TASK A »
In the page extract below, at which museum is the "Intimate Worlds" exhibition held?

PAGE EXTRACT »
----------------------------------------
The new teaching resource, designed in partnership with the Relationships and Sex Education Hub (RSE Hub), is linked to a stunning new exhibition of historical artefacts ‘Intimate Worlds’, at the Royal Albert Memorial Museum & Art Gallery (RAMM) in Exeter. This will be the first ever dedicated display of Wellcome’s sexually related material.
Professor Fisher explained: “These intriguing artefacts from ancient cultures act as a productive and challenging stimulus, but they also provide a safe distance to discuss sensitive subjects. Using them encouraged young people to find new ways of discussing relationships and sex without embarrassment. They were talking about history, about places and times far away. It was no longer sex education or about putting them in the spotlight, but it was about broader cultures.”
As part of the Sex and History project a group of Exeter College students aged between 16 and 17 were involved in a workshop that used illustrations of the sexual objects from the Sir Henry Wellcome’s collection as a basis for exploring ideas around sex and sexual relationships.
----------------------------------------
DATA SHOWN »
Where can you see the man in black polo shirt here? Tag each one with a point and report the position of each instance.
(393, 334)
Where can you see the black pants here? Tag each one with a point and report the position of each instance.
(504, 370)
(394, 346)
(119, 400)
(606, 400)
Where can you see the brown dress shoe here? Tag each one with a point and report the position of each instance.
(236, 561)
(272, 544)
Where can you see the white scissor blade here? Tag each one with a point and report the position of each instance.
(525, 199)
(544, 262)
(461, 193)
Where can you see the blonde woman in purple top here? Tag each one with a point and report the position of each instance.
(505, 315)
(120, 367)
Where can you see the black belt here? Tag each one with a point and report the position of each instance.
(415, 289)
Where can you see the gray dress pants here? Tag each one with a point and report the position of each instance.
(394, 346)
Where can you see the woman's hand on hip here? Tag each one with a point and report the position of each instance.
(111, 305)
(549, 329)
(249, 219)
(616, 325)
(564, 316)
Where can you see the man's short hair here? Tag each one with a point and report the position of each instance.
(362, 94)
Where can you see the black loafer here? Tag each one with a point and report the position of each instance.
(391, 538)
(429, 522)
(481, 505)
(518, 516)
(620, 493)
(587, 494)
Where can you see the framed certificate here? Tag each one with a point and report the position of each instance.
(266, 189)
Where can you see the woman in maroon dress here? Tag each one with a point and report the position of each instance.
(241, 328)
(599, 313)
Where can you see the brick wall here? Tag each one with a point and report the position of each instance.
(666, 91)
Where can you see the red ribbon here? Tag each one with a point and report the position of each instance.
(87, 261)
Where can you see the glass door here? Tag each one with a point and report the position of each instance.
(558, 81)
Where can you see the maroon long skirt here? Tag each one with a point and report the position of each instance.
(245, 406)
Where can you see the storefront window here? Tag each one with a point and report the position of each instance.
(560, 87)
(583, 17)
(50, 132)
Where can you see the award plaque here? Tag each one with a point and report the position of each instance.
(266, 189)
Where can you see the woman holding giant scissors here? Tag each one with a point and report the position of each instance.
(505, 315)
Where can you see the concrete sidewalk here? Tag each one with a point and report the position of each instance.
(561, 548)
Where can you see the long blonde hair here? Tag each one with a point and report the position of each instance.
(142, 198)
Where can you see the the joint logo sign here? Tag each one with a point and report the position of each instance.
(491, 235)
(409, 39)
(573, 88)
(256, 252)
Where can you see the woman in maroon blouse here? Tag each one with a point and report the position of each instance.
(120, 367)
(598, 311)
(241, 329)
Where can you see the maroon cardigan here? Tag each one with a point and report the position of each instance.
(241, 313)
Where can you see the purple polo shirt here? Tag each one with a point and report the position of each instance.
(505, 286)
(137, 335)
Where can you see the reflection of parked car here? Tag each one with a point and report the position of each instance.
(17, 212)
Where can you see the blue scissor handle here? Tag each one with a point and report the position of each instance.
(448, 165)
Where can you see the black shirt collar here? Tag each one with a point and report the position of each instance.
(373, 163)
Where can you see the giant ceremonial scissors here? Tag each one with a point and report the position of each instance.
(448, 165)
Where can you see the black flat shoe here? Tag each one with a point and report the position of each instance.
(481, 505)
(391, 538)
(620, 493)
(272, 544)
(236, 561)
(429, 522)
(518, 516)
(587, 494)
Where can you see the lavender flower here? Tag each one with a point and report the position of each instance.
----------------------------------------
TASK B »
Gather every line of the records above that contains the word "purple", and copy each of those lines in full.

COMPLETE OUTPUT A »
The Royal Albert Memorial Museum & Art Gallery (RAMM) in Exeter.

COMPLETE OUTPUT B »
Where can you see the blonde woman in purple top here? Tag each one with a point and report the position of each instance.
Where can you see the purple polo shirt here? Tag each one with a point and report the position of each instance.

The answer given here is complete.